** Opening Reading text block **

Curriculum Intent

Psychology is the scientific study of mind and behaviour. Our curriculum is structured to enable students to better understand the world around them and develop a curiosity about the human mind, brain, and behaviour. 

Students will develop a knowledge of different areas of psychology and how they relate to one another and deep knowledge and understanding of the scientific methodology and its rigour. They will develop competence in problem-solving, mathematical, and practical activities, including research. Students learn how to analyse and interpret data and use statistical tests.

Students will learn to think critically, evaluate evidence, and communicate their knowledge through essays and reports. Students develop essay writing skills, particularly the ability to summarise and write in timed conditions and apply their psychological knowledge to real-life examples. Students learn revision and retrieval techniques to help them remember the knowledge within the A level.

Students learn about all the principal psychological perspectives, from Freud to Skinner. They learn to analyse, compare, and debate the relative contributions of differing views. Students learn about the brain's structure, fight and flight and other stress responses, the importance of attachment for emotional and behavioural development, and the potential causes of many mental health problems – from depression to schizophrenia.

** Closing Reading text block **
** Opening Listed entries block **

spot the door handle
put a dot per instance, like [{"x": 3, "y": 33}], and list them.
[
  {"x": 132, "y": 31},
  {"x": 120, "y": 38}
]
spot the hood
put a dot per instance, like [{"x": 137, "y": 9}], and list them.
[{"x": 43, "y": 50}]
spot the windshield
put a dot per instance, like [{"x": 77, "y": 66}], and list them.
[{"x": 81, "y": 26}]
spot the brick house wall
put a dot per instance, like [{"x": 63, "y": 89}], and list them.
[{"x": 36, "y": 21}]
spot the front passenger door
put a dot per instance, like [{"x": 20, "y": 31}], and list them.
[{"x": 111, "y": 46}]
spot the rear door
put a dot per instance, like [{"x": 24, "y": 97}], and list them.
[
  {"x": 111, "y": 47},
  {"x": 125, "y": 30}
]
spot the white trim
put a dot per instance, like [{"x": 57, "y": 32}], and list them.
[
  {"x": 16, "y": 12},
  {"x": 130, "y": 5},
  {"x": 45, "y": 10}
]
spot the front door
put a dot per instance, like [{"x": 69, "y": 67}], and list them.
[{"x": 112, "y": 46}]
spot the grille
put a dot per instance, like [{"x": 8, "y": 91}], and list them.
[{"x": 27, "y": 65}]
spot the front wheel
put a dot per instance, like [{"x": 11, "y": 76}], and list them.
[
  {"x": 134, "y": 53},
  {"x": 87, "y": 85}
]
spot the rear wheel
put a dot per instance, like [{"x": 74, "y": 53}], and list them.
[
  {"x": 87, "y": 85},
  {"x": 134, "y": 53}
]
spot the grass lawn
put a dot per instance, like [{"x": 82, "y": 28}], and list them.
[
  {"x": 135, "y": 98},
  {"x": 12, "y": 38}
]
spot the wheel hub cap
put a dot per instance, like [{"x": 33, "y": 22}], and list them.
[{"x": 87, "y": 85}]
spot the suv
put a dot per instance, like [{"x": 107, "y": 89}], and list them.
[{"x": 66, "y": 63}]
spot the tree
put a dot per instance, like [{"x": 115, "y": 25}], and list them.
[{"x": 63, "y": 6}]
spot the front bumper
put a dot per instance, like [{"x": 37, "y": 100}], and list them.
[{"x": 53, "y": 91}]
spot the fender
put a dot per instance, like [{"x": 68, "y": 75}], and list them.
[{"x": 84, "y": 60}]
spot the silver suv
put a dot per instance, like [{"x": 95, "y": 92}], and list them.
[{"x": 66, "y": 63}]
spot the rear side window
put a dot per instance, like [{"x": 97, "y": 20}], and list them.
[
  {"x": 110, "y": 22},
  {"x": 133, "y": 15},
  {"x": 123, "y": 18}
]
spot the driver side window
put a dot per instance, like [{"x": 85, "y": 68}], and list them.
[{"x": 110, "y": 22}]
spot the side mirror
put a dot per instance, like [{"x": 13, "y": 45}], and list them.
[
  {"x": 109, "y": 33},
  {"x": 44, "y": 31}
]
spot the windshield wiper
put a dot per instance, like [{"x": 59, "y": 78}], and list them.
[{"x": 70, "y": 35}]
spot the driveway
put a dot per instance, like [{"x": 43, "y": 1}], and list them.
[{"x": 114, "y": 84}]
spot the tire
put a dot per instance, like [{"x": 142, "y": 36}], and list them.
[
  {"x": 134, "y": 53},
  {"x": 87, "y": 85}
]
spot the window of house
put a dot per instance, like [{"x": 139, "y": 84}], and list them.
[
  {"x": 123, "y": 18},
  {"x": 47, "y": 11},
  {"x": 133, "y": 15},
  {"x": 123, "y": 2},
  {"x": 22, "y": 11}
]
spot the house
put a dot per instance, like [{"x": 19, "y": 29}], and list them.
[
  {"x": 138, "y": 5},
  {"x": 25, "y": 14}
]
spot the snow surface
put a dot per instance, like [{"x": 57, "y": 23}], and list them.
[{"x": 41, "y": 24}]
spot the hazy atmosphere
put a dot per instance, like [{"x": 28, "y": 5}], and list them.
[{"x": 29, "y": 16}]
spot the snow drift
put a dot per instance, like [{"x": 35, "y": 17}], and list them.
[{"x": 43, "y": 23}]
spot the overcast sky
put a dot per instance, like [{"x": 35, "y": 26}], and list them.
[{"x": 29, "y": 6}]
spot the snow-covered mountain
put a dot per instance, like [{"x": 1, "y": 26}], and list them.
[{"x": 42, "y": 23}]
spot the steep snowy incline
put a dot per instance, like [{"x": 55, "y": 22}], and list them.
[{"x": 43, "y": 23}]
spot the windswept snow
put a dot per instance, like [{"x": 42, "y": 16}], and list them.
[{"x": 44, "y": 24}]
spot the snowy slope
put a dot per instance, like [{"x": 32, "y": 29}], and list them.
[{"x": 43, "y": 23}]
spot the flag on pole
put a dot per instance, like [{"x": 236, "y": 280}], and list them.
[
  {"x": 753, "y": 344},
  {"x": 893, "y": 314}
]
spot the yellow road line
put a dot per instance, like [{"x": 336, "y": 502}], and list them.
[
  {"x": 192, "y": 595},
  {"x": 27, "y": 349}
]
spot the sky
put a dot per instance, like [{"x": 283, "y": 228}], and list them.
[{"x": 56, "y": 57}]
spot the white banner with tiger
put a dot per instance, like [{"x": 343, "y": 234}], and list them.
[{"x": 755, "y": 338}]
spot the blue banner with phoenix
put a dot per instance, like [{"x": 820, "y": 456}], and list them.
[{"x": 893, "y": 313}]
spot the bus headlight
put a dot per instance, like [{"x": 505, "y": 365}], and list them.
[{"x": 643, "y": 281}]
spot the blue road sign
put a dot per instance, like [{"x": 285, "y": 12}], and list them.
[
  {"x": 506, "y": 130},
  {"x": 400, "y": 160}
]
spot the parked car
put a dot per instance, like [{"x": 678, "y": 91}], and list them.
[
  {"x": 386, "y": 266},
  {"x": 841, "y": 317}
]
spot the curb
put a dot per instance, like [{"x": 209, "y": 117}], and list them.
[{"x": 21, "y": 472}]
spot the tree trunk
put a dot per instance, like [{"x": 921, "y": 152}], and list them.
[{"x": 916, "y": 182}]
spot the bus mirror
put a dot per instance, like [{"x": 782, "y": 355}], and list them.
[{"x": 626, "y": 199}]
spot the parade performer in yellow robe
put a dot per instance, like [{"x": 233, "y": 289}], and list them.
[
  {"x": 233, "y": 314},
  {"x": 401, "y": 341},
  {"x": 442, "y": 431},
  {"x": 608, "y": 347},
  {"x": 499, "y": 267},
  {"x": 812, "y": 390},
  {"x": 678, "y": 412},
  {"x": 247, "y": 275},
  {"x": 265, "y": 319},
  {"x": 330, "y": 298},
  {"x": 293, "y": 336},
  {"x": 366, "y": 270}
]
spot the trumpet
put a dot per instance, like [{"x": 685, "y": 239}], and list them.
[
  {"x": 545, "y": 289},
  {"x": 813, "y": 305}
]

** Closing Listed entries block **

- [Task to complete]
Please answer these questions about the psychology curriculum text:
1. How does it define psychology?
2. Through what two forms do students communicate their knowledge?
3. Which two names mark the range of principal psychological perspectives students learn about?

- [Problem solution]
1. As the scientific study of mind and behaviour.
2. Essays and reports.
3. Freud and Skinner.